▶ _EXERCISE DIRECTIONS_
Reproduce everything in the entries below from the line containing "Locate the thumb and" down to the line containing "column 353, row 179", with both of those lines included.

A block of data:
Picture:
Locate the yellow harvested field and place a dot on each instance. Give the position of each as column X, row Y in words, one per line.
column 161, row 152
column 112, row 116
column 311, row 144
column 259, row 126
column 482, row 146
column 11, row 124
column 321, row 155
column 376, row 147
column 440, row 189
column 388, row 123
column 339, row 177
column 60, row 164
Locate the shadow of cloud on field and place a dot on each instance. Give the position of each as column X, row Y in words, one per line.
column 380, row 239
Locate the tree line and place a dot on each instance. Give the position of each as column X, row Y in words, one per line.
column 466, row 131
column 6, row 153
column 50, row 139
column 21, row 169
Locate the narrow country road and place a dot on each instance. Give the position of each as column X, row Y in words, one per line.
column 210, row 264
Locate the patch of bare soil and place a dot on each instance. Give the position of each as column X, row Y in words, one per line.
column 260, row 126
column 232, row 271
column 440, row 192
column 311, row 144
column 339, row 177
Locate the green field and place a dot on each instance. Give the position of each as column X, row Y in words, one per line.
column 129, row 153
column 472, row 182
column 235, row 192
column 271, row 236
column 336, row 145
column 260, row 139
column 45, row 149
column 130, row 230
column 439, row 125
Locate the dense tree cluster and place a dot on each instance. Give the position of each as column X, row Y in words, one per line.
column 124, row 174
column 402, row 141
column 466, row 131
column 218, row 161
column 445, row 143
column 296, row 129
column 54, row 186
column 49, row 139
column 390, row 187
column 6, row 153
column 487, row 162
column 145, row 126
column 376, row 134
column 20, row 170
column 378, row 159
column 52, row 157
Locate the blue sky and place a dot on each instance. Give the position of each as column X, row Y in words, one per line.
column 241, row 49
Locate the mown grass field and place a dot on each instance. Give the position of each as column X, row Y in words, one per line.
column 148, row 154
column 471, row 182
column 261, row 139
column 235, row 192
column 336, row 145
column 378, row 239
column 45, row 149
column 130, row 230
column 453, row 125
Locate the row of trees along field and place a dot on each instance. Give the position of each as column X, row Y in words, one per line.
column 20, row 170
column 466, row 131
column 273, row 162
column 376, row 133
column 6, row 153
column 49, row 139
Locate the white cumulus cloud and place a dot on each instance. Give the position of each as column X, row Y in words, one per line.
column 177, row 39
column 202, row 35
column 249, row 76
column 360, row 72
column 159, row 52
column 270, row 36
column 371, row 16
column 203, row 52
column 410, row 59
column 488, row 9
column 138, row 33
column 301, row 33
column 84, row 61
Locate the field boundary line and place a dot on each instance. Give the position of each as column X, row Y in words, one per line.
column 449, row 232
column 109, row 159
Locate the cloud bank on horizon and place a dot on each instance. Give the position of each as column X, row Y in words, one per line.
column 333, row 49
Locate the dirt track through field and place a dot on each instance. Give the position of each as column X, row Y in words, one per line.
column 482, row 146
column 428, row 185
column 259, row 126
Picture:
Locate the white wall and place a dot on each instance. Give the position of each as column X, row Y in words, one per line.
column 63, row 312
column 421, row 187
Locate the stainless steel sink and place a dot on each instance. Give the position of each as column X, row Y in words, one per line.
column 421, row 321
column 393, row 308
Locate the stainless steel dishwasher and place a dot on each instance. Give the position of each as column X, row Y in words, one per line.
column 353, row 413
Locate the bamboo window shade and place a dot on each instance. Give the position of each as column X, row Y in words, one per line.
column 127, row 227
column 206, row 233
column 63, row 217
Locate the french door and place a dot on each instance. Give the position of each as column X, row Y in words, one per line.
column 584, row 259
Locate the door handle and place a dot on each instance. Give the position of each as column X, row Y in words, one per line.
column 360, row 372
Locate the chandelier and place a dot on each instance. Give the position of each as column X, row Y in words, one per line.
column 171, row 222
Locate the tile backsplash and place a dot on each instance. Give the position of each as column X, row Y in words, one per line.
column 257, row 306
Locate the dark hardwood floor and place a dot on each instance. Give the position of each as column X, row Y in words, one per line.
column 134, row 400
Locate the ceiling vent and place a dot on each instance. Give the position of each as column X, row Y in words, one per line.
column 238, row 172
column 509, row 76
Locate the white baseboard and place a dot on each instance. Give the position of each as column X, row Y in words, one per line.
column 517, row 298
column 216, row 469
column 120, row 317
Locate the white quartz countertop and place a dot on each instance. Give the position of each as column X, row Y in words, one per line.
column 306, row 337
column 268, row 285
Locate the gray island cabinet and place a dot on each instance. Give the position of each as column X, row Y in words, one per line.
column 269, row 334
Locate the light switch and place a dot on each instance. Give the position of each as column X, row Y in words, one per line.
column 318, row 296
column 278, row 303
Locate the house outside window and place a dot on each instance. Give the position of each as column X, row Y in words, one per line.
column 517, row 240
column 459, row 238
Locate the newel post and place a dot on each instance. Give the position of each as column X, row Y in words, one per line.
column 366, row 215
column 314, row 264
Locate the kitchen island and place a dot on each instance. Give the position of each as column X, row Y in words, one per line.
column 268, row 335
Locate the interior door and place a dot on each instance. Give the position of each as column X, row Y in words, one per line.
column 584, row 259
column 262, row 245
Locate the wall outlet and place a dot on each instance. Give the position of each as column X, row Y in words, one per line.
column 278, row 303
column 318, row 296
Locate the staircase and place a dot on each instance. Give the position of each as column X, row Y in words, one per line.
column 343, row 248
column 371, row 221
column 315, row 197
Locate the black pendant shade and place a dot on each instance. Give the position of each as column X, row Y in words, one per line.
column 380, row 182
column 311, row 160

---

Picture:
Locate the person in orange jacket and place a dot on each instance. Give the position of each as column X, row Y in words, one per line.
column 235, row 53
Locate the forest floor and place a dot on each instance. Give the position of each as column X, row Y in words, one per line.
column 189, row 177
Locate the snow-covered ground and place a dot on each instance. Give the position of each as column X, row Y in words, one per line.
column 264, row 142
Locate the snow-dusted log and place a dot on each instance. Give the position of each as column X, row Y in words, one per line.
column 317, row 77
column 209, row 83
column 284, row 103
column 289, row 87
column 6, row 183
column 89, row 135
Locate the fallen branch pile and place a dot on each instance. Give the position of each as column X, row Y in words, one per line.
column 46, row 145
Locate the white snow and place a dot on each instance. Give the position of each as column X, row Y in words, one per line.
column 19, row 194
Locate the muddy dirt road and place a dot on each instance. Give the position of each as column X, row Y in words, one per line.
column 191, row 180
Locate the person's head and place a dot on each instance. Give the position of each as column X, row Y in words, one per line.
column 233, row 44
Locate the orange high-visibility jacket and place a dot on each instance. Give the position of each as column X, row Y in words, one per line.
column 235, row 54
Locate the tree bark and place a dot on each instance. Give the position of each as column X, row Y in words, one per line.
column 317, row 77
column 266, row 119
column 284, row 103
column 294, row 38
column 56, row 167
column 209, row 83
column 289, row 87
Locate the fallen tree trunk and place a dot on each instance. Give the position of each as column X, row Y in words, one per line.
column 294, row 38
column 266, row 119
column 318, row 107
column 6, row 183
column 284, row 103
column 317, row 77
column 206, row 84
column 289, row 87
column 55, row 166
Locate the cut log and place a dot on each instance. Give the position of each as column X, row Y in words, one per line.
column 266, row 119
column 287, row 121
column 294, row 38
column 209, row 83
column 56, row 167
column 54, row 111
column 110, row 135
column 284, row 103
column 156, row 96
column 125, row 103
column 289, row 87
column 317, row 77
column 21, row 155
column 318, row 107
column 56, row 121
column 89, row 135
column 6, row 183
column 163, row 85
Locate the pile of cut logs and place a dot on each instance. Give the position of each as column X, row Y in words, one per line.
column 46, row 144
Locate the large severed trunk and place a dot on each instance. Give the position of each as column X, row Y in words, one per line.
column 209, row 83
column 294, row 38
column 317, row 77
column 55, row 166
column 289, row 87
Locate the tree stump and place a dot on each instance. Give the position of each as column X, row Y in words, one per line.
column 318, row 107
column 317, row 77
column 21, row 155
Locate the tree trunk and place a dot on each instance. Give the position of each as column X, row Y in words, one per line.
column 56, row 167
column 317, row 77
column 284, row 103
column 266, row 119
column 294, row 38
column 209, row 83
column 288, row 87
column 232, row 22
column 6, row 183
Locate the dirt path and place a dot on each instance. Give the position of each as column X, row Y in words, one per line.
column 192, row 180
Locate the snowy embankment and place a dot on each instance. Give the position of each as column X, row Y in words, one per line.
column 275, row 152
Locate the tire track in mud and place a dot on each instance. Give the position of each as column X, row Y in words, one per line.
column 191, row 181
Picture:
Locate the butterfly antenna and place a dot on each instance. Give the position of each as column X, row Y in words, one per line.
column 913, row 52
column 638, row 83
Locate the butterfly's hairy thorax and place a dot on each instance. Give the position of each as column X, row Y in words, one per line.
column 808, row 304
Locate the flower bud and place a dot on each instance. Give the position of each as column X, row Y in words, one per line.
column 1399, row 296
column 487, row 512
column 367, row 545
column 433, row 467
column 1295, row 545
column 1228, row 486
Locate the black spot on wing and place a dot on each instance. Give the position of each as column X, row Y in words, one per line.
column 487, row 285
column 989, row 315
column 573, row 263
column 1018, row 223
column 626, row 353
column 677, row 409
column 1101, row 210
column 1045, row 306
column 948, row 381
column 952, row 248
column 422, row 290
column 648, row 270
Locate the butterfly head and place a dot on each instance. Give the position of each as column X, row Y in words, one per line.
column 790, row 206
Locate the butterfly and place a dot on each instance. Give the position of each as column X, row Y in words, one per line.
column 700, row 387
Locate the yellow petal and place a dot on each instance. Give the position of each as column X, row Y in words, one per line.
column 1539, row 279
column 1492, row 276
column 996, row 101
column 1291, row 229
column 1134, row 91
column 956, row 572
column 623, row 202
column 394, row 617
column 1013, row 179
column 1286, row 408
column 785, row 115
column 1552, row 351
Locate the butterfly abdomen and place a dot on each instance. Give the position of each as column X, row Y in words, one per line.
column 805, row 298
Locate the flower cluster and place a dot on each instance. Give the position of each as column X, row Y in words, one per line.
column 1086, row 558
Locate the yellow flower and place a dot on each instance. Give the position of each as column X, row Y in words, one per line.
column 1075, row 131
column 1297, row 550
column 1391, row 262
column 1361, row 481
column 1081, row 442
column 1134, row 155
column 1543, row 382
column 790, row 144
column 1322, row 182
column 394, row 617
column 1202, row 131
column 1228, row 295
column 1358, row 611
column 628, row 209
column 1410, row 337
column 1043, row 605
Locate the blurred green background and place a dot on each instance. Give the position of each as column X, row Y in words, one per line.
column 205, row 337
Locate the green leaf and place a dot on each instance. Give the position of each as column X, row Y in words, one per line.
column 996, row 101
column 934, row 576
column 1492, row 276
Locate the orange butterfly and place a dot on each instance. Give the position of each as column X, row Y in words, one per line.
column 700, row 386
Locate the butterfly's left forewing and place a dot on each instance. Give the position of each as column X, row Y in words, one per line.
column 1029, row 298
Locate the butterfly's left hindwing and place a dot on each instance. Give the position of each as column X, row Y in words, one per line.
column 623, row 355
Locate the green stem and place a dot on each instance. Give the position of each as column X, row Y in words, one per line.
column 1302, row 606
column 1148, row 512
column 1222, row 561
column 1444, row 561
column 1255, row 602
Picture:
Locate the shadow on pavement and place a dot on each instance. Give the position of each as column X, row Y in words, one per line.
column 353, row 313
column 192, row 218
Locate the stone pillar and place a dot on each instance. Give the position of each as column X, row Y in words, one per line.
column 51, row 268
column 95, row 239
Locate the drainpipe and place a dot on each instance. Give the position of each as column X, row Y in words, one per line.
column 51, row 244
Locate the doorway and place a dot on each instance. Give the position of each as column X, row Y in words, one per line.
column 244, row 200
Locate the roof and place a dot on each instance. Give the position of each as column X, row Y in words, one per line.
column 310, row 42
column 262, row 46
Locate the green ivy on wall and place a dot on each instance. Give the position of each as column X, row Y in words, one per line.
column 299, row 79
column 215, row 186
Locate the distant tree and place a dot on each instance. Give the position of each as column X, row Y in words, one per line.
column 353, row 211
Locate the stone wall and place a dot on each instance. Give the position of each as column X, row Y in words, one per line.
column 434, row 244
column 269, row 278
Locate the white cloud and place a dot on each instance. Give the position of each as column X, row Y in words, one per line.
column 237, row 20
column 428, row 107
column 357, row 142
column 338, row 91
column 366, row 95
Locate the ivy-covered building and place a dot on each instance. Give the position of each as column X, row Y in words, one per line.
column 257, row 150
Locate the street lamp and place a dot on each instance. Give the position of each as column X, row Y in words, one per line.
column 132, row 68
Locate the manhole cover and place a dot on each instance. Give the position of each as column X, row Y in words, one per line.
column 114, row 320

---

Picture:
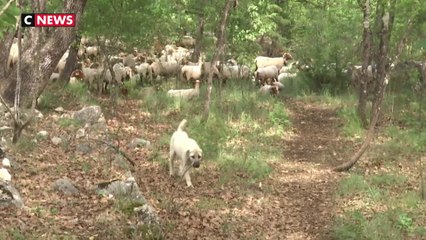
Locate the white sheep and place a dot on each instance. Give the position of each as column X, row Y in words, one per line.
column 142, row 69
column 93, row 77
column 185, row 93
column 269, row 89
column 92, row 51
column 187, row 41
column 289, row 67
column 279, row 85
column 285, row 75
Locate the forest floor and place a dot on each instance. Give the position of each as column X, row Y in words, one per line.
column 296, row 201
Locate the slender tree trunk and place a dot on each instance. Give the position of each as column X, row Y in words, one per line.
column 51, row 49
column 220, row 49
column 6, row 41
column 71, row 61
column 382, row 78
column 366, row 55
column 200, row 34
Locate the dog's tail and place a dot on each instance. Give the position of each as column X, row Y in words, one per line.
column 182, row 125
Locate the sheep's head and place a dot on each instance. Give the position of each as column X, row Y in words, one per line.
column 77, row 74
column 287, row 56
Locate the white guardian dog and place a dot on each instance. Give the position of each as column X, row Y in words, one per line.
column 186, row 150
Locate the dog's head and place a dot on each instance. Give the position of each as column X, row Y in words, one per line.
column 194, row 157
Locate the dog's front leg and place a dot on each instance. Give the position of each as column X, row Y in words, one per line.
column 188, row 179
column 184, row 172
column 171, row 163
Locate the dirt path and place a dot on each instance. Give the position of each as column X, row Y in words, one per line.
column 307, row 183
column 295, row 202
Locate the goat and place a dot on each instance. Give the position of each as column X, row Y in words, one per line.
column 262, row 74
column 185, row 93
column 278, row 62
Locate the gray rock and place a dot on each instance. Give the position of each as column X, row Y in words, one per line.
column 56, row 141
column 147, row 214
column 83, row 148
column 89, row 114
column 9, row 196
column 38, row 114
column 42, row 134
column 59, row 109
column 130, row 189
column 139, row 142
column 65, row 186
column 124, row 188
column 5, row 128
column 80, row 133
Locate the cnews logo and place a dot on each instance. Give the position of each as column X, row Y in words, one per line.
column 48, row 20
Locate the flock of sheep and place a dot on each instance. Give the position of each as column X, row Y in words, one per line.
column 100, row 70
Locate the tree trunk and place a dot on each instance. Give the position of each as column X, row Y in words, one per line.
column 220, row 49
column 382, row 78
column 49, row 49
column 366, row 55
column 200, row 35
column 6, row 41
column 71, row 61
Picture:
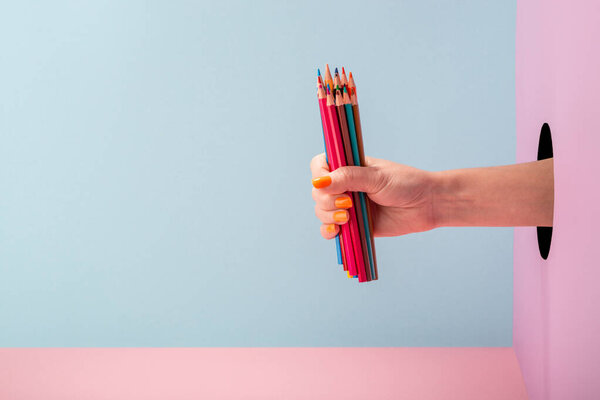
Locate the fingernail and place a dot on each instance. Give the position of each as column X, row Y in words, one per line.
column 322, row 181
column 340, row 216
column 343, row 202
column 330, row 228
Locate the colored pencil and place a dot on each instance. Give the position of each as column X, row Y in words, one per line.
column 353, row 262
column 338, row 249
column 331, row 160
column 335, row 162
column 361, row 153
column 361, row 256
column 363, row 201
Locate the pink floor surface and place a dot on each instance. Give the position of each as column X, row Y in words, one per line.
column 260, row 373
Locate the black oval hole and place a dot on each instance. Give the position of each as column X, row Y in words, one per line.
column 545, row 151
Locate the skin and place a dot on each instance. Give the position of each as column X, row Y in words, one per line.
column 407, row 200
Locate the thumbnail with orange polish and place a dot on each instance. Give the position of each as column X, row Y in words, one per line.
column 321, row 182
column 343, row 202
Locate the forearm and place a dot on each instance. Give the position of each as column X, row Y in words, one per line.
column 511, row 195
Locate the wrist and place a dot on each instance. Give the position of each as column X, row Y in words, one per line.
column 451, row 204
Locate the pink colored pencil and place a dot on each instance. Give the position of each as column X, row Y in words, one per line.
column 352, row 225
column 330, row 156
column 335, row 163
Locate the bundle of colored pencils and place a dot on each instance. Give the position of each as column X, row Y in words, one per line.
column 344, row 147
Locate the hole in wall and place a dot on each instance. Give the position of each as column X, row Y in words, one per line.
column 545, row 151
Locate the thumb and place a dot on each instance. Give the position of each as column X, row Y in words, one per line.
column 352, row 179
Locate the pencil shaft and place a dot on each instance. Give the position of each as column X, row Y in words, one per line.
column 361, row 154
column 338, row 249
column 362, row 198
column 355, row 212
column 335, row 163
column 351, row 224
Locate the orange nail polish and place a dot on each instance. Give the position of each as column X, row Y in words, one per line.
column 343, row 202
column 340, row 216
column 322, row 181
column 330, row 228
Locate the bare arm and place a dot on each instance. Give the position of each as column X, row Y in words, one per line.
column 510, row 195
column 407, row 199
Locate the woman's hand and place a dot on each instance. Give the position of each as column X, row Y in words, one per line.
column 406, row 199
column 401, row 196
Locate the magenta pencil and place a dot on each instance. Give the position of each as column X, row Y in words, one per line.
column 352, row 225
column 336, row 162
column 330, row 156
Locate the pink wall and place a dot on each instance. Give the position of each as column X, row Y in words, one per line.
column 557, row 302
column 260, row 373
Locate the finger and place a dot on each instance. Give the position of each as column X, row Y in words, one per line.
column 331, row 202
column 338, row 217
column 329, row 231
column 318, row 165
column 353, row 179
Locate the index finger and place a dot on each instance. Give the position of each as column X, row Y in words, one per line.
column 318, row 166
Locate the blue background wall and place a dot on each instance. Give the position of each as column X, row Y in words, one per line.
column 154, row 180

▶ _RESPONSE_
Locate the thumb and place a dot on each instance. Give the position of each as column X, row Y in words, one per line.
column 352, row 179
Locate the pencil shaft and place a dot on each instance. Give the position of each as column X, row Y in words, one per line.
column 361, row 154
column 338, row 249
column 362, row 198
column 355, row 212
column 335, row 163
column 351, row 224
Locate the orange nail polish and place a dot on each instance. Give the position of each as column X, row Y in words, one per line.
column 343, row 202
column 340, row 216
column 322, row 181
column 330, row 228
Locate the bare arm and place a dot on each instance. Give the position of each as column X, row Y in words, one per line.
column 510, row 195
column 407, row 199
Locate the woman's hand and place a dot on each instance. Give the position of each as column X, row Y in words, one per line.
column 406, row 199
column 401, row 196
Locate the magenta pencil and place a dot on each instance. Give the position of each as column X, row Y in words, one per line.
column 352, row 225
column 336, row 162
column 330, row 156
Locate the pink wall and place a dot on each instance. Give the position of each as column X, row Y in words, one per line.
column 557, row 302
column 260, row 373
Locate the finger and place a dot on each instance. Give the position of each as column X, row Y in words, one per line.
column 331, row 202
column 338, row 217
column 329, row 231
column 318, row 165
column 353, row 179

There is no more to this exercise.